#### Try it:
Print the data exactly, leaving nothing out.

#### Records for the exercise:
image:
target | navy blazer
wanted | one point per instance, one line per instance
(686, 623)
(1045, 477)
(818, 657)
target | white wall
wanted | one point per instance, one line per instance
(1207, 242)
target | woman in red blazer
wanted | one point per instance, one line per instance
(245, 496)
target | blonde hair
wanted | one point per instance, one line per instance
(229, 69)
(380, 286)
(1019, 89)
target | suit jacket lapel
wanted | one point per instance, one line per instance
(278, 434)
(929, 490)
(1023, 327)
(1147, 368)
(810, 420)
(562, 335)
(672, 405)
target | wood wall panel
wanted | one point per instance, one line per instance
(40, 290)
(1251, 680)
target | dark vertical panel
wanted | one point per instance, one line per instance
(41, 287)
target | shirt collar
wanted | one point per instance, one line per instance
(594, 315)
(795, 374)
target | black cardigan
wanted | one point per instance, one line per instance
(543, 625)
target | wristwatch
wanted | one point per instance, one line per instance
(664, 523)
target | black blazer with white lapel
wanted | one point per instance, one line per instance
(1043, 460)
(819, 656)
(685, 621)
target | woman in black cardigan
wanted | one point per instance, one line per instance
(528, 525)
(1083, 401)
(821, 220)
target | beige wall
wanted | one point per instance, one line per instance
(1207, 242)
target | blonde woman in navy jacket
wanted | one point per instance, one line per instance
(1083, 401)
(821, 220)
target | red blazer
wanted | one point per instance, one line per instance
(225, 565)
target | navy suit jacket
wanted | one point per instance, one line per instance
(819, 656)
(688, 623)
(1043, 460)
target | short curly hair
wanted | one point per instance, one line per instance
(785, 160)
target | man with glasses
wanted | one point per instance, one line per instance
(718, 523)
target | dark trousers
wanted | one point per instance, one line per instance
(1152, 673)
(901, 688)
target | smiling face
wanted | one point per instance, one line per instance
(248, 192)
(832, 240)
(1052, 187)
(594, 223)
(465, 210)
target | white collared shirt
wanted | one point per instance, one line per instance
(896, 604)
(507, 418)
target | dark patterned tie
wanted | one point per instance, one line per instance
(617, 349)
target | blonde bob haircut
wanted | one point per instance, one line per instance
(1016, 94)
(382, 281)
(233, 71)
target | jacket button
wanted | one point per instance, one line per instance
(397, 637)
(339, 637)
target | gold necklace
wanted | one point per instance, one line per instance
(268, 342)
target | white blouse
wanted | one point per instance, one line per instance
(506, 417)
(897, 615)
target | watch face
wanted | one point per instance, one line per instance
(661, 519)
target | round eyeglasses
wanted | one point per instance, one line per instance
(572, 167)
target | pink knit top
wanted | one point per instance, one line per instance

#### Reply:
image:
target | navy blazer
wanted | one point per instance, one line per instance
(686, 623)
(1045, 477)
(818, 657)
target | white wall
wanted | one point per instance, one line per instance
(1207, 242)
target | woman in red blazer
wanted | one point per instance, one line per instance
(245, 496)
target | blonde hair
wanted | one point per instance, one line per instance
(229, 69)
(380, 286)
(1019, 89)
target | suit jacket lapel
wanted | one point per instance, one line per instance
(278, 434)
(929, 490)
(1023, 327)
(1147, 368)
(810, 420)
(562, 335)
(672, 405)
target | wood wall panel
wanted | one point per instance, one line per instance
(40, 290)
(1251, 680)
target | dark vertical panel
wanted | one point per instance, one line per instance
(41, 287)
target | shirt collar
wanted | one point per instance, one line per instance
(594, 315)
(795, 374)
target | black cardigan
wanted | one point per instance, one line per instance
(543, 625)
target | wristwatch
wanted | one point per instance, one line per instance
(664, 523)
target | black blazer with white lapel
wanted | one point per instance, one line per instance
(1043, 460)
(819, 656)
(685, 621)
target | woman in black cardigan
wanted | one point per instance, one line per instance
(528, 525)
(1083, 401)
(821, 220)
target | beige wall
wanted | one point per instance, one line per instance
(1207, 242)
target | blonde woman in navy jacket
wanted | one point per instance, one line per instance
(1083, 401)
(821, 220)
target | red blazer
wanted | one point per instance, one line per instance
(225, 565)
target | navy suit jacket
wanted | one point per instance, one line per instance
(819, 656)
(688, 623)
(1043, 460)
target | short curly hair
wanted | one point per instance, one line per instance
(785, 160)
target | man with glasses
wanted | one point per instance, one line per instance
(718, 523)
target | dark trousers
wanted | one point per instance, one line per instance
(1152, 673)
(901, 688)
target | smiling face
wanted | one point per instance, one line per instance
(248, 192)
(832, 240)
(1052, 187)
(594, 223)
(465, 210)
target | white collared shirt
wanted | one point per instance, one line per instance
(896, 604)
(507, 418)
target | dark patterned tie
wanted | one point per instance, one line per instance
(617, 349)
target | blonde bob haircut
wanted | one point per instance, one line per instance
(1016, 94)
(382, 281)
(233, 71)
target | jacket button
wanted | one point per instance, one line per instance
(397, 637)
(339, 637)
target | gold necklace
wanted | one point per instance, one line per instance
(268, 342)
target | white blouse
wanted | one point per instance, one line per instance
(506, 417)
(897, 615)
target | watch face
wanted | one point per instance, one line per instance
(661, 519)
target | round eyeglasses
wanted | one point per instance, one line per instance
(572, 167)
target | pink knit top
wanted | one point per instance, one line per instance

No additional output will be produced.